+++ Provided entries

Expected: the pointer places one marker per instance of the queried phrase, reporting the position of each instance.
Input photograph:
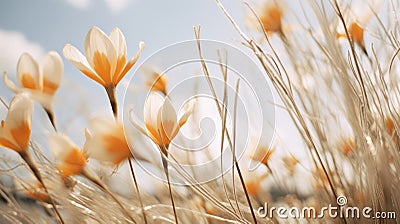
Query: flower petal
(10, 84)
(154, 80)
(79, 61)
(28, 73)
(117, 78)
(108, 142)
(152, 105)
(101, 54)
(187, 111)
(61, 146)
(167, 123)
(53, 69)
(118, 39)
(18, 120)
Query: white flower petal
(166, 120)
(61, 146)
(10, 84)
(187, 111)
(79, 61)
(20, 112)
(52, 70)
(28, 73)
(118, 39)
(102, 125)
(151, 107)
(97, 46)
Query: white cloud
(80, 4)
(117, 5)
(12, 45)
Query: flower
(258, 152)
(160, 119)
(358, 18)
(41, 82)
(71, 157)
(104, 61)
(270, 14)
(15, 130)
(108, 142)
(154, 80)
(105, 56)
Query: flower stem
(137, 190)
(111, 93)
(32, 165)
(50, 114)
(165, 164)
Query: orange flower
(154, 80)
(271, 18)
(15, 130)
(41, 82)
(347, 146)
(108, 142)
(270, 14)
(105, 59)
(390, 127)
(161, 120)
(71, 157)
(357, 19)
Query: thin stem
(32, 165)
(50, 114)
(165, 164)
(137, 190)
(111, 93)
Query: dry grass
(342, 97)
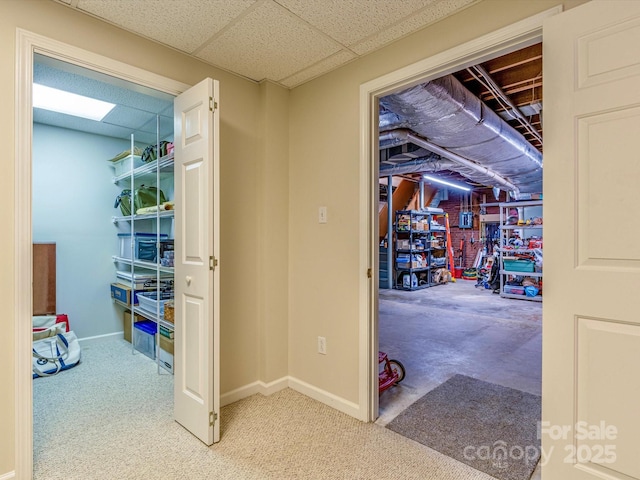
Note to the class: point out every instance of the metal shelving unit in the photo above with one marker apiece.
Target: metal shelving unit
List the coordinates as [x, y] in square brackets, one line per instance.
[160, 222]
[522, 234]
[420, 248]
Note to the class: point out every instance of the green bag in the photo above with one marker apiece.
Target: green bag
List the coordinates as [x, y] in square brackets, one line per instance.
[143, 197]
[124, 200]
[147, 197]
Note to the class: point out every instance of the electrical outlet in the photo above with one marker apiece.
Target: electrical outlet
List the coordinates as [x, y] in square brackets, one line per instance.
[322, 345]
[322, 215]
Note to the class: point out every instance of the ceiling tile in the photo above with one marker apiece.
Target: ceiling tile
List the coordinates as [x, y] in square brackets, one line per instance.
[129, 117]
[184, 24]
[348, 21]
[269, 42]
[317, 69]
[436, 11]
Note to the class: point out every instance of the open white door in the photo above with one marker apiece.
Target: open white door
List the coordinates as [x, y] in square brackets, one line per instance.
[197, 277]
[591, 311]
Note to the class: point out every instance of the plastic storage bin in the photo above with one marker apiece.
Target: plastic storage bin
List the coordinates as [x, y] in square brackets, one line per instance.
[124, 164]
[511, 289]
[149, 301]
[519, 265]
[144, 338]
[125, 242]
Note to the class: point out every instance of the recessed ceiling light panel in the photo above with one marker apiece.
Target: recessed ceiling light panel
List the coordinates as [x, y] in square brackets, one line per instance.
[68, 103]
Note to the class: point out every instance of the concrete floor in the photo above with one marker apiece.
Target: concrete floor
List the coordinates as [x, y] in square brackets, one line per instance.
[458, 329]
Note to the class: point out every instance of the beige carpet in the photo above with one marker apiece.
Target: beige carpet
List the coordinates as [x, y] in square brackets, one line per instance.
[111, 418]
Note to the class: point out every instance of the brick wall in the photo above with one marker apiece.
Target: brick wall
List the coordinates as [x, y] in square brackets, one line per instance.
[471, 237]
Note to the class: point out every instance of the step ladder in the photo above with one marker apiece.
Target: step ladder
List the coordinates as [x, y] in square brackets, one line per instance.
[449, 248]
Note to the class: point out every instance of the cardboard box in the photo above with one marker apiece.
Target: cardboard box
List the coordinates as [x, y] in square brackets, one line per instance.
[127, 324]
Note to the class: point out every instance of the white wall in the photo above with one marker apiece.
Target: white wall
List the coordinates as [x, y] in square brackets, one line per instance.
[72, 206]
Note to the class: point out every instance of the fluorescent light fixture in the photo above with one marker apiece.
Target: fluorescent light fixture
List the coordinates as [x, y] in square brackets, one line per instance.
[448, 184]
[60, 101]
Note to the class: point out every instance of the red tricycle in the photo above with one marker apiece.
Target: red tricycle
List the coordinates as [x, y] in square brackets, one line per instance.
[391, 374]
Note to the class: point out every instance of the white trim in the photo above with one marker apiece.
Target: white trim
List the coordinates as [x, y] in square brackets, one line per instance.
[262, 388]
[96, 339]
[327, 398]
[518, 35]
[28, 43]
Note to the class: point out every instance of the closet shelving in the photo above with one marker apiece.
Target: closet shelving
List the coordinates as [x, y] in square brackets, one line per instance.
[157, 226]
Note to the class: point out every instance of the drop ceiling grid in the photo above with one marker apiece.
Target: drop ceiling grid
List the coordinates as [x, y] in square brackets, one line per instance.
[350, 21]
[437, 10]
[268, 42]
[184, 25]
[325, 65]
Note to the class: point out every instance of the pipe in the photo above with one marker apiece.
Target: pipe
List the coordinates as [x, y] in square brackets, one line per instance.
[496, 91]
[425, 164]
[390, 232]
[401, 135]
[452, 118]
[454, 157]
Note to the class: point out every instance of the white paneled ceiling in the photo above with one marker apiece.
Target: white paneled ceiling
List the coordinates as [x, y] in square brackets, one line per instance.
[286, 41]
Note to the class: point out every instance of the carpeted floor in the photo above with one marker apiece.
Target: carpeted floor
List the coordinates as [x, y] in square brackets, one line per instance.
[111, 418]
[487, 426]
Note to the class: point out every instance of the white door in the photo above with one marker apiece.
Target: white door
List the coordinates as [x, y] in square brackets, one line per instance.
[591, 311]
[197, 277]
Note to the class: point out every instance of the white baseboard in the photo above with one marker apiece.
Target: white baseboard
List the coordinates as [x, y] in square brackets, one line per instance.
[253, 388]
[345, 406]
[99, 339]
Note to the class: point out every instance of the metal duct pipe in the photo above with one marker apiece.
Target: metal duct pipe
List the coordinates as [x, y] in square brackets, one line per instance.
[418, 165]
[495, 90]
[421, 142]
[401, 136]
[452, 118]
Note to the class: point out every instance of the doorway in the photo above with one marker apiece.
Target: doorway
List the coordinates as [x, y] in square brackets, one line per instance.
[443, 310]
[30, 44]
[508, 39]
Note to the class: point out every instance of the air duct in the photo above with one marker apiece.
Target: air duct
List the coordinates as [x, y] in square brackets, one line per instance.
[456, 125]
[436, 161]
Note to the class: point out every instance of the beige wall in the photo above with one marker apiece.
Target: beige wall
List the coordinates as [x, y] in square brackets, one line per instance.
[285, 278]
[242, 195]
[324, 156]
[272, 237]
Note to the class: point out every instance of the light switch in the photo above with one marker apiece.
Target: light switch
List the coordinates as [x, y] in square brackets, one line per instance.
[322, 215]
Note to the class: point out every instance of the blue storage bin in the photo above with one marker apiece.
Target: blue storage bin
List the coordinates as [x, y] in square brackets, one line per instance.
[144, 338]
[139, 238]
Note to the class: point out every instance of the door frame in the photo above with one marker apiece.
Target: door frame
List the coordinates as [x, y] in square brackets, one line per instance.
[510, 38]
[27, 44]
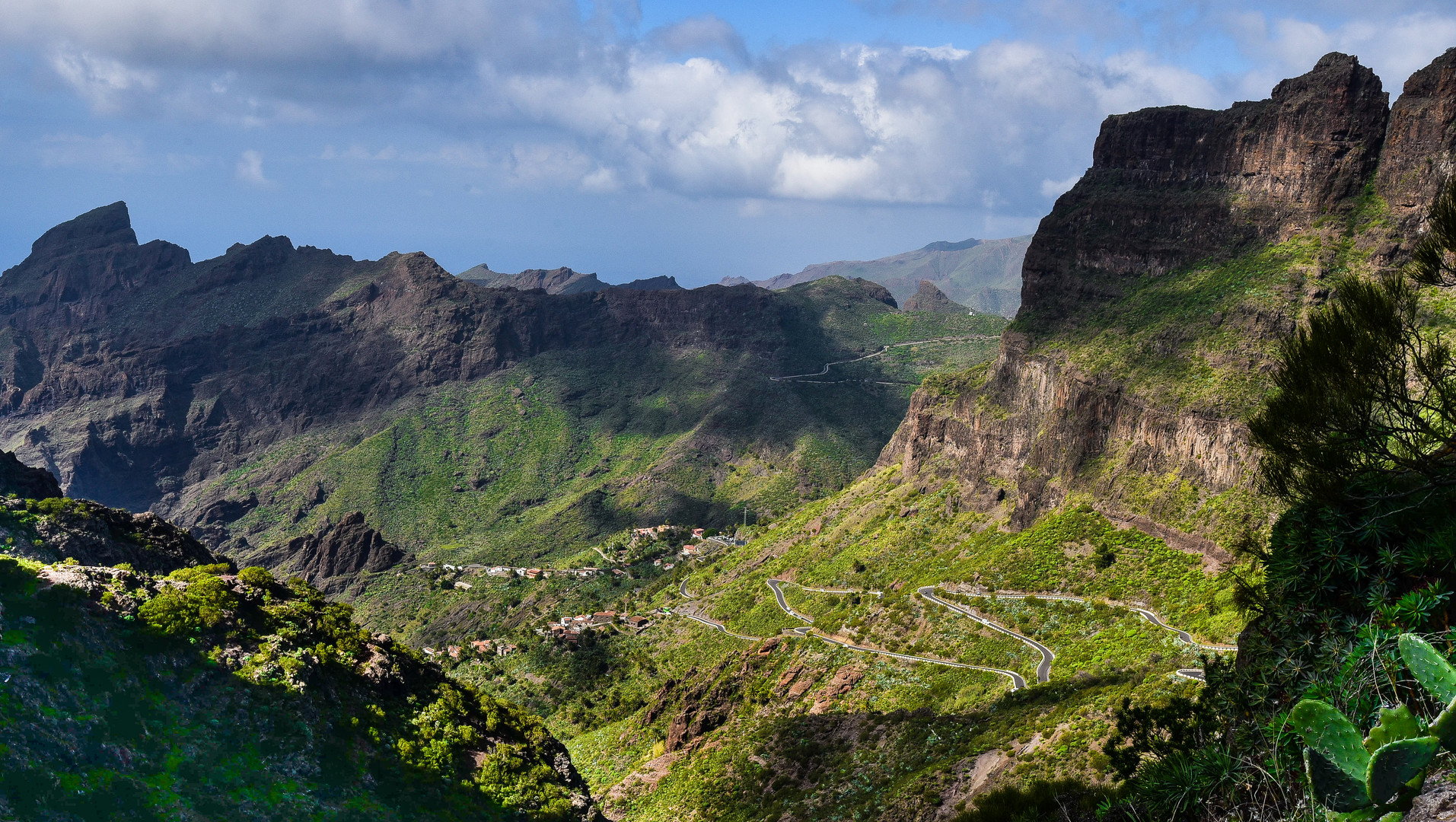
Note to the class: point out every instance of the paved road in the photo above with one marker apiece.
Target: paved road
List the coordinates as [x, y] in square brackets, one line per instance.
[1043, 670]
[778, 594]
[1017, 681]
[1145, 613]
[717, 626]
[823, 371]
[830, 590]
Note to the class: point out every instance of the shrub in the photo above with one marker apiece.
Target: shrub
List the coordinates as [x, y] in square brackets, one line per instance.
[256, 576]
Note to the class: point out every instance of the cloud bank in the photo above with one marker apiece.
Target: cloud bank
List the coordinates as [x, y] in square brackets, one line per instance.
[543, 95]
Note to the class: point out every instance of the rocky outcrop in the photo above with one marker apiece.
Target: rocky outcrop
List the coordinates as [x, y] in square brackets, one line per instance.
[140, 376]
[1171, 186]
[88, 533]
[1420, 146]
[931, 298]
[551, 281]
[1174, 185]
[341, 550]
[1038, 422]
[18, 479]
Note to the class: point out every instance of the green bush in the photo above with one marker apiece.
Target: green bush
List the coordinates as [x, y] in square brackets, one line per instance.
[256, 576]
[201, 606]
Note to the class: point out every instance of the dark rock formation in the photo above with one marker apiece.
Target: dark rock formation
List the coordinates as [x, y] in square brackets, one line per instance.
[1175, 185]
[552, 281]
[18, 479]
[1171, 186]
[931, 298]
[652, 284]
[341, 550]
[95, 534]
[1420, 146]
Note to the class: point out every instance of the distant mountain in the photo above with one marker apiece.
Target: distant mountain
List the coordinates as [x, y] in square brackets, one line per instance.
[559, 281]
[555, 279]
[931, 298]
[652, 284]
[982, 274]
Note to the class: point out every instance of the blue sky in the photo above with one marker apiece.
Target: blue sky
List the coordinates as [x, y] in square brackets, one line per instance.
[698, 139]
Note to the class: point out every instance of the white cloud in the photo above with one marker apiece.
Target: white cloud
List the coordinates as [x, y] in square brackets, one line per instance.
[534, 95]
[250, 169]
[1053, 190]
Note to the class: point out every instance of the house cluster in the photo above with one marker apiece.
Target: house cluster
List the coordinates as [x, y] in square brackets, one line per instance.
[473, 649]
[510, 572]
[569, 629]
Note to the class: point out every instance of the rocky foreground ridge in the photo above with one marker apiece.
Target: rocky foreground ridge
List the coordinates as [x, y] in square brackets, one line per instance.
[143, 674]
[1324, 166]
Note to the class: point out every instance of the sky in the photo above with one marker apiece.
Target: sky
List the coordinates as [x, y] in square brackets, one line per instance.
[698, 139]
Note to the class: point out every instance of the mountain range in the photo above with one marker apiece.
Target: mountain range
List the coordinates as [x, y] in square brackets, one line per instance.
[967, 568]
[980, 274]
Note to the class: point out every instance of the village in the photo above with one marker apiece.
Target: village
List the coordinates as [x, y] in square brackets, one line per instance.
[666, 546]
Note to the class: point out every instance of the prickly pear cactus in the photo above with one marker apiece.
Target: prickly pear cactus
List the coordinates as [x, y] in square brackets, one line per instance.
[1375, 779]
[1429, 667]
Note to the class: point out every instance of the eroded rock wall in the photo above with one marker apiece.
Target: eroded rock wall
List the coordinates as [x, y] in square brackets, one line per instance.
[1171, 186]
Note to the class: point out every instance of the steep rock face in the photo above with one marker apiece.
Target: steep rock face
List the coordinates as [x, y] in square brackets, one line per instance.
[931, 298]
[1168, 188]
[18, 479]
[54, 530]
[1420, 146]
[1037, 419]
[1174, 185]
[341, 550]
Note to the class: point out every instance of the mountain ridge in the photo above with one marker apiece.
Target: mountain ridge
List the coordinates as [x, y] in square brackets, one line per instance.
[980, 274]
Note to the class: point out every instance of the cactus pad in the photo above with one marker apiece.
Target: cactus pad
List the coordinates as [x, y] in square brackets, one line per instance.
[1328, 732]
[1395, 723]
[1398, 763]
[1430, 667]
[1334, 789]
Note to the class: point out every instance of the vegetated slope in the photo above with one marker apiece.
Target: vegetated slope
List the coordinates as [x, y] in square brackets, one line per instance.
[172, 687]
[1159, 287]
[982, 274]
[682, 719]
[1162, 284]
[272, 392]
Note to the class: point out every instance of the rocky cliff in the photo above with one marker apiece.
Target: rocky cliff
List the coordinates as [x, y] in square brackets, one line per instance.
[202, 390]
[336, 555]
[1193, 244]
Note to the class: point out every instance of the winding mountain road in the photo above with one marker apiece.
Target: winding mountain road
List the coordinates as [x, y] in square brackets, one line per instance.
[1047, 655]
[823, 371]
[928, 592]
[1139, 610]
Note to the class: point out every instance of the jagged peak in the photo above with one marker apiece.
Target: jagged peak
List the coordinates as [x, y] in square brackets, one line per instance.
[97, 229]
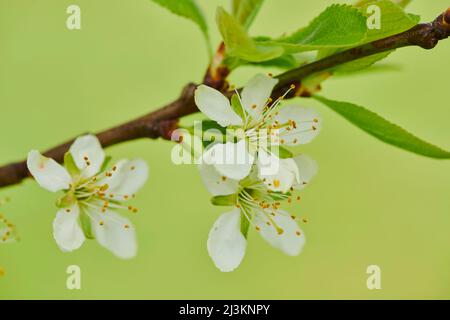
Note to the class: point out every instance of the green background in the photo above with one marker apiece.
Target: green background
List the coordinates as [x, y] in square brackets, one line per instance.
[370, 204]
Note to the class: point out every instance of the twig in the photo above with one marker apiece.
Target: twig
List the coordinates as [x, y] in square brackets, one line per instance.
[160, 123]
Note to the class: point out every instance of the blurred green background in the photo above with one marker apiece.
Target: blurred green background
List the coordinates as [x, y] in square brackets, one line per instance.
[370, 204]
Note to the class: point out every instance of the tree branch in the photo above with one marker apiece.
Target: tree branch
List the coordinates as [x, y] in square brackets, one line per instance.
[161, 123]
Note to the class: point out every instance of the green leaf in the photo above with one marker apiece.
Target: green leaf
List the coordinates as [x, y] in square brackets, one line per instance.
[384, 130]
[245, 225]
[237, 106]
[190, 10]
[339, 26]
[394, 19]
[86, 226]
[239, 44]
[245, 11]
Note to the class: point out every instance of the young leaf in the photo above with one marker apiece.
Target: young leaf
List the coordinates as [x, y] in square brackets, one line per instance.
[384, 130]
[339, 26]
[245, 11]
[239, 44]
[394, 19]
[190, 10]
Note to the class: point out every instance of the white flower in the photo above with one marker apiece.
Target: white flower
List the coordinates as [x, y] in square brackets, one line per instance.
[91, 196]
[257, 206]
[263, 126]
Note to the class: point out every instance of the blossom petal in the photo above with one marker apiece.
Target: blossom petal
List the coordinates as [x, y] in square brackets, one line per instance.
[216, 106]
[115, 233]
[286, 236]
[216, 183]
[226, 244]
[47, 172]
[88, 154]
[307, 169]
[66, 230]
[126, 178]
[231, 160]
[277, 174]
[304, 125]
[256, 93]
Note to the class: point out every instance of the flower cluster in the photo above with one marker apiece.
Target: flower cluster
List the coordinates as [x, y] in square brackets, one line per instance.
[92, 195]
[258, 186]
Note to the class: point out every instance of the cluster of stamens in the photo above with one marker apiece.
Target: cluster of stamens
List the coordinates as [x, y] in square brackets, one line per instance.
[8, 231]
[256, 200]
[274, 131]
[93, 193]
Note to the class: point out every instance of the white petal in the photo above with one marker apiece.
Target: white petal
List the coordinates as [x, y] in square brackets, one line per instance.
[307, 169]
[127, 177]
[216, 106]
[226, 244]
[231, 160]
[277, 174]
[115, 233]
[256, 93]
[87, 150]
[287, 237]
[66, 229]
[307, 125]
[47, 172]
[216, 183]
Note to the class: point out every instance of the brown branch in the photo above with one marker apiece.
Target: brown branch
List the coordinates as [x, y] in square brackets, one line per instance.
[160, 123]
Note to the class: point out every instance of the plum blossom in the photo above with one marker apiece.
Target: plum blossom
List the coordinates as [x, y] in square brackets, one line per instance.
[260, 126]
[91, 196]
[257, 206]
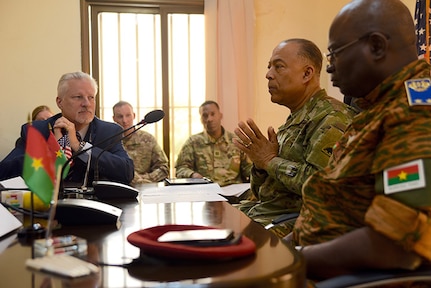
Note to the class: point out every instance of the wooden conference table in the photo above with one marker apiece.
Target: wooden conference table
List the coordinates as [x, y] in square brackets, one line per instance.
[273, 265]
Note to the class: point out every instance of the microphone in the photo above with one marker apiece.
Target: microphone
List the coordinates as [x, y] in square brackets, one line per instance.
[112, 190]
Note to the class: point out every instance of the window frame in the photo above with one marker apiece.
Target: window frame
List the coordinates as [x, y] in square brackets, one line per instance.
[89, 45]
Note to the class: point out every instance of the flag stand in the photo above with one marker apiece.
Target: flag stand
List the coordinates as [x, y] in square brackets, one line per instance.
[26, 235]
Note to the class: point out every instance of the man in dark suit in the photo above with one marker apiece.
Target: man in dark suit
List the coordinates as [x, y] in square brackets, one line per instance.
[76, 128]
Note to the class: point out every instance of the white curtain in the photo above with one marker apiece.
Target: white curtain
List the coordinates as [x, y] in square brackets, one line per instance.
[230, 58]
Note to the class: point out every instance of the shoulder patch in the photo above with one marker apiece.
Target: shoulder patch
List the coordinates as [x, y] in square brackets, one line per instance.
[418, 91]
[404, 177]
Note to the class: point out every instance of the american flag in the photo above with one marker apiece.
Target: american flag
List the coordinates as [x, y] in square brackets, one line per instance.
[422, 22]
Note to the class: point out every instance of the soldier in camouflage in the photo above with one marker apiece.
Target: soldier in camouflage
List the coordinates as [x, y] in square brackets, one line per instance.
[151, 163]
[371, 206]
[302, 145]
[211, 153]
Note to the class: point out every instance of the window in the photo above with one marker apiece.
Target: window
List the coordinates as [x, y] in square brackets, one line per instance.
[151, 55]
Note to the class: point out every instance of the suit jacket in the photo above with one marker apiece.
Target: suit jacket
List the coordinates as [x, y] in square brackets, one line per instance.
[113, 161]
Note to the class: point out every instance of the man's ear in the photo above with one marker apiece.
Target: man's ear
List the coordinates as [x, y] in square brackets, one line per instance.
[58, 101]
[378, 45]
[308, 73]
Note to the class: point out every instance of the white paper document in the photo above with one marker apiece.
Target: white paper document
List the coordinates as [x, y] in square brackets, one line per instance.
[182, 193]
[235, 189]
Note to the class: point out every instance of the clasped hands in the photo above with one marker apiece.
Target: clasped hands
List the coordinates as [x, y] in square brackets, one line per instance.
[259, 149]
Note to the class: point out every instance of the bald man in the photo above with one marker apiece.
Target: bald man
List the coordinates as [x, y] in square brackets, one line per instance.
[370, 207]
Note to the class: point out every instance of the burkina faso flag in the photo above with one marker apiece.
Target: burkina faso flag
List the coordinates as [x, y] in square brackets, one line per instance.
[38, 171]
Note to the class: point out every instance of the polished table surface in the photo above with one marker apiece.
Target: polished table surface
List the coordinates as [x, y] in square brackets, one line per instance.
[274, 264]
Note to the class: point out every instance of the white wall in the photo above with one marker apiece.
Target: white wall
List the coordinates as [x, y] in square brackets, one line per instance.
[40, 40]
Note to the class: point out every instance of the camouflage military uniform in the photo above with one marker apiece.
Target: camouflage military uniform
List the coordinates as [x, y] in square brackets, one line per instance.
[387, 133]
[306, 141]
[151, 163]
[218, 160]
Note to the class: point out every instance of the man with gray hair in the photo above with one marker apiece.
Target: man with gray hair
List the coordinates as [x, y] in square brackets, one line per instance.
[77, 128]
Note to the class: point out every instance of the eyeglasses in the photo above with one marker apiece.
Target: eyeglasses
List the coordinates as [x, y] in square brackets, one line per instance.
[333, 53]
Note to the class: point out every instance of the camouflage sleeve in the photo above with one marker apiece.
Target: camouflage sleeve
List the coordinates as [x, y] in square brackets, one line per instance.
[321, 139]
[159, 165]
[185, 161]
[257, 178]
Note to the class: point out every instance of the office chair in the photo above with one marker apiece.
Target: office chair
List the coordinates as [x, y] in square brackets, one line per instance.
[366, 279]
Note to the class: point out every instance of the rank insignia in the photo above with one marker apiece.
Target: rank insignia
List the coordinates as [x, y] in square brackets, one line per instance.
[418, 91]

++++++

*Your task*: The response is to contain exactly the lines from the beginning of the data through the line containing "Target: open white door", both ends included, and nothing else; omit the pictures.

*Written answer*:
Expected: the pointer places one marker per instance of the queried phrase, reporting the position of each instance.
Input photograph:
Query: flower petal
(10, 84)
(154, 80)
(79, 61)
(28, 73)
(117, 78)
(108, 142)
(152, 105)
(101, 54)
(187, 111)
(61, 146)
(167, 123)
(53, 69)
(118, 39)
(18, 120)
Query: white flower petal
(166, 120)
(61, 146)
(10, 84)
(187, 111)
(79, 61)
(20, 112)
(52, 70)
(28, 73)
(118, 39)
(102, 125)
(151, 107)
(97, 46)
Query: white cloud
(80, 4)
(117, 5)
(12, 45)
Query: flower
(258, 152)
(160, 119)
(358, 18)
(41, 82)
(71, 157)
(104, 61)
(270, 14)
(15, 130)
(108, 142)
(154, 80)
(105, 56)
Query: flower stem
(137, 190)
(111, 93)
(32, 165)
(50, 114)
(165, 164)
Query: orange flower
(154, 80)
(271, 18)
(15, 130)
(41, 82)
(347, 146)
(108, 142)
(270, 14)
(105, 59)
(390, 127)
(161, 120)
(71, 157)
(357, 19)
Query: thin stem
(32, 165)
(50, 114)
(165, 164)
(137, 190)
(111, 93)
Query: dry grass
(342, 97)
Note to the class: point out every instance of the metal shelving unit in the photo above with one marker apiece.
Target: metal shelving unit
List the coordinates as [x, y] in square brackets, one line per instance.
[160, 222]
[522, 234]
[420, 248]
Note to the class: point out every instance of the green bag in the photo above with one marker apiece.
Target: green bag
List the coordinates as [x, y] in square brackets, one line per instance.
[143, 197]
[124, 200]
[147, 197]
Note to the class: point out every instance of the electrical outlet in the photo above with one marker apiece.
Target: electrical outlet
List the coordinates as [x, y] in square brackets, one line per instance.
[322, 345]
[322, 215]
Note to the class: point out every instance of the ceiling tile in the photo above with one marker apiece.
Target: ceiling tile
List the coordinates as [x, y] in square brackets, one line per instance.
[129, 117]
[184, 24]
[348, 21]
[269, 42]
[317, 69]
[436, 11]
Note to the class: point out every instance of the open white door in the photo above with one marker apiece.
Target: open white door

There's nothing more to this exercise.